Stored data entries
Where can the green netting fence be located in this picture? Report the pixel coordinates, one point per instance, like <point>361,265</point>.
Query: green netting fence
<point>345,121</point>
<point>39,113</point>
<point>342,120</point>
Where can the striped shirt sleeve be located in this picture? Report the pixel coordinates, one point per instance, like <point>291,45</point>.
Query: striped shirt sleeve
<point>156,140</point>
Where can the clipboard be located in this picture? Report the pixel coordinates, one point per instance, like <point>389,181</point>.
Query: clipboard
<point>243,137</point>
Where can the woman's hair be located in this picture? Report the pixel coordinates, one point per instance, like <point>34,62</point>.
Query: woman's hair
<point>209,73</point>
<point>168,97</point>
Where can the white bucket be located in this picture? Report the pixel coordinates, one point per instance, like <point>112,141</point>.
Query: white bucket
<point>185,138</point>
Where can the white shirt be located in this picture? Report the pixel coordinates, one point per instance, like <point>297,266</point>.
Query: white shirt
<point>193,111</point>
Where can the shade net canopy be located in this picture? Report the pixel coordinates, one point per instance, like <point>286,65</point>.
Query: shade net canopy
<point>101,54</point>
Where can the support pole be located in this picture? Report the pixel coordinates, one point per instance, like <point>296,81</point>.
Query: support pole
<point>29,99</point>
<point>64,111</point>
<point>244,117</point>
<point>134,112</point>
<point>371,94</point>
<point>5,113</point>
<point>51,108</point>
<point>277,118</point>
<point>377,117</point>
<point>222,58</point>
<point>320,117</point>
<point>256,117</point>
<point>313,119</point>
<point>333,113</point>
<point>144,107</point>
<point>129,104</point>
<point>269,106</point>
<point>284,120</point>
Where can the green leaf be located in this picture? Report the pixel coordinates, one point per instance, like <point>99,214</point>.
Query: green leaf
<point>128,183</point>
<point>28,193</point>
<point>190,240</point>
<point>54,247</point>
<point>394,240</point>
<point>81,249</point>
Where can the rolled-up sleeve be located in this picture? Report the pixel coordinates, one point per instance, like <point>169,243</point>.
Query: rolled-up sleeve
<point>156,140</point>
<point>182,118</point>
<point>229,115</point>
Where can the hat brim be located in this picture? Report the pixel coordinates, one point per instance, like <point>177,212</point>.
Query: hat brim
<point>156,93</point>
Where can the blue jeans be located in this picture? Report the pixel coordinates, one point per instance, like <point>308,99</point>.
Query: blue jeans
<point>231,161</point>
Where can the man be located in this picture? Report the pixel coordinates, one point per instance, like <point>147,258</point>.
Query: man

OBJECTIVE: Edit the records above so that "pixel coordinates" becomes "image coordinates" wherever it appears, leaving every other part unchanged.

FULL RESPONSE:
Where can the green netting fence be located in this picture? Report the image coordinates, one point per instance, like <point>361,265</point>.
Query: green netting fence
<point>345,121</point>
<point>39,113</point>
<point>342,120</point>
Where can the striped shirt sleeve be located in this picture? Report the image coordinates, one point per instance, like <point>291,45</point>.
Query: striped shirt sleeve
<point>156,140</point>
Where can the clipboard be located in this picture? Report the image coordinates, one point per instance, like <point>389,181</point>.
Query: clipboard
<point>243,137</point>
Where can the woman's hair be located in this picture? Report the image coordinates, one point per instance, like <point>34,62</point>.
Query: woman's hair
<point>209,73</point>
<point>168,97</point>
Where can the white bucket be located in this picture? Report the image coordinates, one point per instance, like <point>112,141</point>.
Query: white bucket
<point>185,138</point>
Where can the white shirt be located in this picture? Report the image coordinates, one point per instance, like <point>297,266</point>.
Query: white shirt
<point>193,111</point>
Where can the shade net canopy be located in this picture? Report the image coordinates, one point per instance, like <point>286,65</point>.
Query: shade net canopy
<point>101,54</point>
Where can the support pole be located in this picture? Report the image coordinates, one point per instance, like <point>296,81</point>.
Query: support pole
<point>29,99</point>
<point>64,111</point>
<point>244,117</point>
<point>134,112</point>
<point>371,94</point>
<point>5,113</point>
<point>51,108</point>
<point>277,118</point>
<point>377,117</point>
<point>222,58</point>
<point>320,117</point>
<point>256,117</point>
<point>313,119</point>
<point>333,113</point>
<point>144,107</point>
<point>129,104</point>
<point>269,106</point>
<point>284,120</point>
Where can the green leaf be located in this picture? Report the image coordinates, one point per instance, like <point>99,214</point>.
Query: green leaf
<point>128,183</point>
<point>28,193</point>
<point>190,240</point>
<point>54,247</point>
<point>394,240</point>
<point>81,249</point>
Where can the rolled-up sleeve be located in this picture? Report the image coordinates, one point per instance, like <point>169,243</point>.
Query: rolled-up sleeve
<point>156,140</point>
<point>182,118</point>
<point>229,115</point>
Where can the hat brim be located in this picture? Report the image coordinates, one point per instance, like <point>177,212</point>.
Query: hat brim
<point>156,93</point>
Where can the blue jeans be located in this picture? Report the image coordinates, one point per instance, like <point>308,99</point>.
Query: blue jeans
<point>231,161</point>
Where can the man be located in this picture? Report the image coordinates, one point per instance, like <point>147,258</point>.
Query: man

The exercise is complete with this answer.